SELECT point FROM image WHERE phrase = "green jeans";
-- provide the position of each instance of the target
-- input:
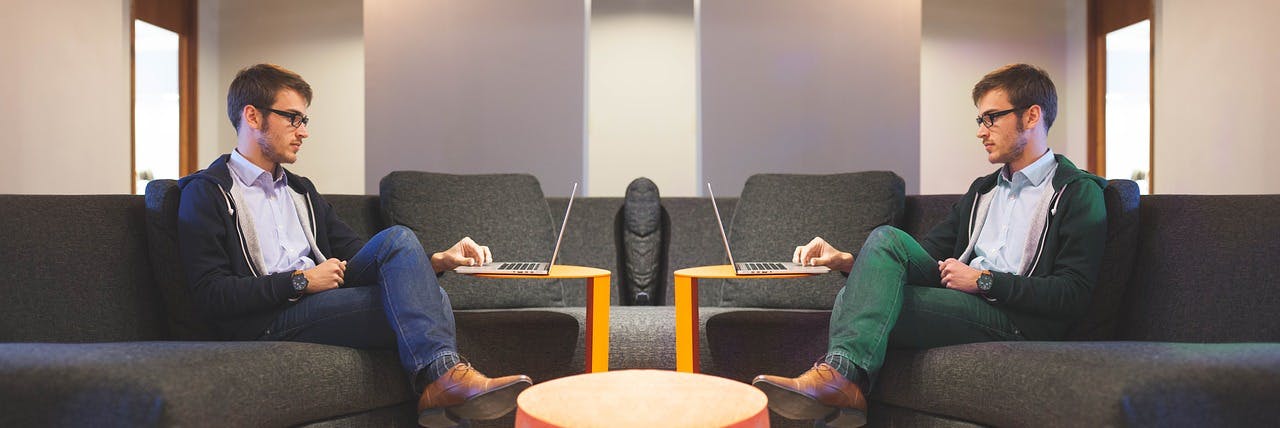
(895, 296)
---------------
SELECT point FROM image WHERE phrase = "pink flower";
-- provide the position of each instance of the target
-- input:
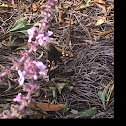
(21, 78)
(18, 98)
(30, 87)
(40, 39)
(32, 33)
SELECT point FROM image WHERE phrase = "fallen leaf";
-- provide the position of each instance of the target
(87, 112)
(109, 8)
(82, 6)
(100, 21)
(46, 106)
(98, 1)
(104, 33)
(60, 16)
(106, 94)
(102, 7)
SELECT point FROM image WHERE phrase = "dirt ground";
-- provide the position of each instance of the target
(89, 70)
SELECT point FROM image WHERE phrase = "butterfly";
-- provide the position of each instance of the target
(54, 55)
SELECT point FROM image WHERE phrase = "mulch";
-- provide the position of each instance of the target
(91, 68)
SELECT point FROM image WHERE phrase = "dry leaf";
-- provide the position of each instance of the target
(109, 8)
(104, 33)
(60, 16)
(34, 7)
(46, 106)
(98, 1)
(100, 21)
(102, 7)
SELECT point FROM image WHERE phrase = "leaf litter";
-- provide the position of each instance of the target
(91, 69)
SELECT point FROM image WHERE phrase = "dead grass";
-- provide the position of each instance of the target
---------------
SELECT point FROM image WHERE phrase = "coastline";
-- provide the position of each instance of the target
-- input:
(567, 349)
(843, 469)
---------------
Required action: Find the word "FROM" in the entries above. Copy every line that has it.

Exercise output:
SELECT point FROM image WHERE phrase = "green jeans";
SELECT point FROM image WHERE phrase = "pink flower";
SELECT point FROM image WHERE phrase = "fallen leaf";
SELECT point FROM image WHERE phrase = "dirt ground";
SELECT point FROM image WHERE phrase = "butterfly";
SELECT point FROM image WHERE phrase = "mulch";
SELECT point FROM image WHERE phrase = "dry leaf";
SELECT point FROM image WHERE phrase = "leaf litter";
SELECT point FROM image WHERE phrase = "dead grass";
SELECT point FROM image WHERE phrase = "coastline";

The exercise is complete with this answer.